• Data records:
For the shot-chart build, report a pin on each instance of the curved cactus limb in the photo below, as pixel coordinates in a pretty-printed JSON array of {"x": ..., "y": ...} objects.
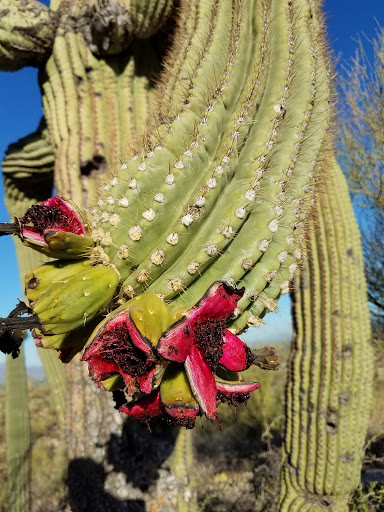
[
  {"x": 27, "y": 30},
  {"x": 28, "y": 178},
  {"x": 181, "y": 462},
  {"x": 330, "y": 372}
]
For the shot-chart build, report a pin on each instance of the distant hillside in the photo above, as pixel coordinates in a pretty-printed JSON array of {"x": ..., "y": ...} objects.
[{"x": 35, "y": 373}]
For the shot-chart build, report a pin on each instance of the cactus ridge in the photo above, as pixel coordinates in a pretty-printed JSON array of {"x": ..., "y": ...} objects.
[
  {"x": 333, "y": 412},
  {"x": 182, "y": 170},
  {"x": 311, "y": 133},
  {"x": 270, "y": 156},
  {"x": 88, "y": 104}
]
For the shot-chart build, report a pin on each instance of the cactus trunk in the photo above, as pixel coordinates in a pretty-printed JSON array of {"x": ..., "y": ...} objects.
[
  {"x": 17, "y": 435},
  {"x": 329, "y": 387}
]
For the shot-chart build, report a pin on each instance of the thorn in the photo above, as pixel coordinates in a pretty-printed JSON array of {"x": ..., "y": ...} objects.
[{"x": 12, "y": 327}]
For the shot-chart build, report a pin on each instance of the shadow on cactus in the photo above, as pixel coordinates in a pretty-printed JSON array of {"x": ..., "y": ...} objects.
[{"x": 158, "y": 364}]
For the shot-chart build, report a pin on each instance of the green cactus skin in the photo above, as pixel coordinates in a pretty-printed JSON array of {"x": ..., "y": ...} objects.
[
  {"x": 17, "y": 435},
  {"x": 28, "y": 32},
  {"x": 238, "y": 117},
  {"x": 331, "y": 365},
  {"x": 243, "y": 201},
  {"x": 181, "y": 462}
]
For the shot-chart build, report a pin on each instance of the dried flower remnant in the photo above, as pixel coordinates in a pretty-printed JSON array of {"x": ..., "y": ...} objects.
[{"x": 56, "y": 228}]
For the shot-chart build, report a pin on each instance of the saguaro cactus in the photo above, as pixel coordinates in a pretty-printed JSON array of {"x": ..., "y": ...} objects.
[
  {"x": 206, "y": 175},
  {"x": 330, "y": 373}
]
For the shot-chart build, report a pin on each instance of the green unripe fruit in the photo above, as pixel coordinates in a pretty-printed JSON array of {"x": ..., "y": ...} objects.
[{"x": 71, "y": 303}]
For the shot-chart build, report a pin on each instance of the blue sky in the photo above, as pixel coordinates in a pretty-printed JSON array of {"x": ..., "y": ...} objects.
[{"x": 21, "y": 112}]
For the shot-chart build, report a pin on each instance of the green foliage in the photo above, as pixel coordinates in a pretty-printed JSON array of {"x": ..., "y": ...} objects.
[
  {"x": 47, "y": 487},
  {"x": 367, "y": 498}
]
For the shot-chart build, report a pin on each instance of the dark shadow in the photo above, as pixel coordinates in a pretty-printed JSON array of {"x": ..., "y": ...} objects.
[{"x": 138, "y": 453}]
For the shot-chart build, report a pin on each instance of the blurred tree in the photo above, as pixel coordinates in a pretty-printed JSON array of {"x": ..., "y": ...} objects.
[{"x": 362, "y": 159}]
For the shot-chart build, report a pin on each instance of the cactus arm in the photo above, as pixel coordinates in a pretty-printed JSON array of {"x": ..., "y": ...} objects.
[
  {"x": 181, "y": 462},
  {"x": 17, "y": 434},
  {"x": 148, "y": 16},
  {"x": 29, "y": 157},
  {"x": 330, "y": 371},
  {"x": 27, "y": 30},
  {"x": 88, "y": 103}
]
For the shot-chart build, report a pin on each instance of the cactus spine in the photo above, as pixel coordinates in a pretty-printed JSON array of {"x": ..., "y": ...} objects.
[
  {"x": 211, "y": 172},
  {"x": 330, "y": 371}
]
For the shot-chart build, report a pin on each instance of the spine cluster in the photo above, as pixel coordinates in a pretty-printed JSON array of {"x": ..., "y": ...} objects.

• INSTRUCTIONS FOR THE TASK:
A precise repetition of every entry, free of pictures, is the expected answer.

• OUTPUT FOR THIS TASK:
For the shot-chart build, report a pin on each instance of the curved cactus limb in the photo below, as pixel coordinates in a pretty-printed JSON array of {"x": ..., "y": ...} objects.
[
  {"x": 27, "y": 30},
  {"x": 28, "y": 178},
  {"x": 181, "y": 462},
  {"x": 330, "y": 372}
]
For the shot-chart build, report a pin on each instance of the distant hillside in the photo above, as pixel coordinates in a pretty-printed JSON array of {"x": ..., "y": ...} objects.
[{"x": 35, "y": 373}]
For the shot-chart build, report a pin on each instance of the cactus ridge in the photo above, as pixel coordinates in a pretty-printed JSON array of {"x": ..., "y": ...} objects.
[
  {"x": 333, "y": 412},
  {"x": 182, "y": 170},
  {"x": 311, "y": 133},
  {"x": 270, "y": 156},
  {"x": 88, "y": 104}
]
For the shot-chart build, report a pin on each instance of the cactus trunk in the photo above, as pixel coordinates in a pretty-printed JSON array of {"x": ..., "y": ...} objects.
[
  {"x": 17, "y": 435},
  {"x": 329, "y": 387}
]
For the shot-chart build, report a pin on each instance of the thorn in the photo above, as pixel coordinates in a pretty-printed JSON array of {"x": ..., "y": ...} objects.
[{"x": 12, "y": 327}]
For the shot-chart build, report a pin on each instance of the shadow on cactus in the photo above, as pixel coordinates in a pretty-printed JSON array of {"x": ..., "y": ...} objects.
[{"x": 158, "y": 364}]
For the shot-chart build, report a pin on each instance of the green cactus skin in the photo above, as pixel coordinates in a pretty-printed JSON array of {"x": ..., "y": ...} objects.
[
  {"x": 17, "y": 435},
  {"x": 28, "y": 32},
  {"x": 238, "y": 117},
  {"x": 331, "y": 365},
  {"x": 243, "y": 201},
  {"x": 181, "y": 462}
]
For the shot-chart build, report a pin on each instance of the dried flower remnant in the photo above, as pixel coordinates in a pretty-printed JSON array of {"x": ..., "y": ...} objects.
[{"x": 56, "y": 228}]
For the shot-chart build, report a pin on each instance of the saguaro cactus in the photo above, as pixel coordinates in a pretty-printed JSON array of {"x": ..., "y": ...} objects.
[
  {"x": 206, "y": 175},
  {"x": 330, "y": 373}
]
For the shot-chart build, report a pin on each instance of the green unripe fruit in the photo above, as pixel coordinates in a pretty-printed JSON array of {"x": ..., "y": ...} objects.
[{"x": 71, "y": 303}]
For the shot-chart build, report a pin on each instance of the blue sky in the photo above, as pixel coordinates in a pretty-printed JSON array of {"x": ..., "y": ...} objects.
[{"x": 21, "y": 112}]
For the shot-chart build, report a pin on each instance of the green foliage in the photo above, as pixel coordinates in a pretty-printed JSON array of {"x": ..., "y": ...} objects.
[
  {"x": 47, "y": 487},
  {"x": 367, "y": 498}
]
For the shot-chart build, report a pin on each instance of the dark shadow in the photo above, as pixel coordinates in a pretty-printed JSON array of {"x": ..., "y": ...} objects.
[{"x": 138, "y": 453}]
For the shot-chart build, report a pin on each instance of the blurred tree in the photo above, as pixel coordinates in a pretty-printed JSON array of {"x": ..., "y": ...} objects.
[{"x": 362, "y": 159}]
For the shot-chart build, report a pin on each instance of the cactus arm in the photo above, as pixel coordinates in a pretty-printed JSON array of {"x": ..., "y": ...} objects.
[
  {"x": 181, "y": 462},
  {"x": 17, "y": 434},
  {"x": 148, "y": 16},
  {"x": 29, "y": 157},
  {"x": 330, "y": 371},
  {"x": 27, "y": 30},
  {"x": 88, "y": 103}
]
For the shot-chart build, report a pin on each instance of the cactus spine in the photo above, as pixel coordinates in a pretty-printed JSON array of {"x": ..., "y": ...} objects.
[
  {"x": 211, "y": 172},
  {"x": 330, "y": 371}
]
For the shot-chart build, report a pin on each instance of the spine cluster in the photo above, as pixel coordinates in a pretty-printed JSON array of {"x": ..., "y": ...} objects.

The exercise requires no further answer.